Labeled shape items
----

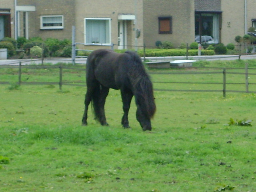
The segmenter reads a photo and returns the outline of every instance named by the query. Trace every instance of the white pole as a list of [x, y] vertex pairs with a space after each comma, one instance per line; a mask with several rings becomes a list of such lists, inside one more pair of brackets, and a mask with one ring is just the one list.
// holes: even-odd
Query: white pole
[[244, 0], [244, 34], [247, 34], [247, 0]]
[[17, 12], [16, 11], [16, 6], [17, 6], [17, 0], [14, 0], [14, 39], [17, 40]]
[[134, 0], [134, 15], [135, 16], [135, 19], [134, 20], [134, 31], [135, 32], [135, 50], [136, 52], [138, 51], [138, 39], [137, 39], [137, 0]]

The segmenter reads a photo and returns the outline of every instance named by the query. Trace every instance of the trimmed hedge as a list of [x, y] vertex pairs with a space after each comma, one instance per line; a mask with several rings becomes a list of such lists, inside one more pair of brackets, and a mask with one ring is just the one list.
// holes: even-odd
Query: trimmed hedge
[[[139, 50], [138, 54], [140, 56], [143, 56], [143, 50]], [[188, 50], [188, 55], [195, 56], [198, 55], [197, 50]], [[202, 50], [202, 55], [214, 55], [215, 54], [213, 50]], [[146, 57], [167, 57], [172, 56], [186, 56], [186, 49], [147, 49], [146, 51]]]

----

Problem description → Turn every line of the items above into a Markdown table with two columns, Row and Line, giving each line a row number. Leave out blank lines and the pictures.

The completed task →
| Row | Line |
|---|---|
| 1 | The segmenter reads a photo and returns the outline of every instance named by the query. Trace every instance of the white pole as a list of [x, y] vertex pairs with a space after each comma, one instance per line; a mask with several rings becomes a list of such lists, inside one more pair of brackets, and a mask with one ring is just the one list. |
| 2 | // holes: even-odd |
| 3 | Query: white pole |
| 4 | [[244, 0], [244, 34], [247, 34], [247, 0]] |
| 5 | [[17, 12], [16, 11], [16, 6], [17, 6], [17, 0], [14, 0], [14, 39], [17, 40]] |
| 6 | [[134, 0], [134, 15], [135, 16], [135, 19], [134, 20], [134, 31], [135, 32], [135, 50], [136, 52], [138, 51], [138, 39], [137, 39], [137, 0]] |
| 7 | The segmenter reads a photo and returns the outline of every instance named by the query. Trace every instance of the trimmed hedge as a list of [x, y] vertex pairs with a space after each comma, one instance per line; a mask with several rings becomes a list of such lists, inside one more pair of brackets, and a mask with one ring is just the one list. |
| 8 | // holes: even-odd |
| 9 | Query: trimmed hedge |
| 10 | [[[139, 50], [138, 54], [140, 56], [143, 56], [143, 50]], [[188, 50], [188, 55], [195, 56], [198, 55], [197, 50]], [[202, 50], [202, 55], [214, 55], [215, 54], [213, 50]], [[146, 57], [167, 57], [172, 56], [186, 56], [186, 49], [147, 49], [146, 51]]] |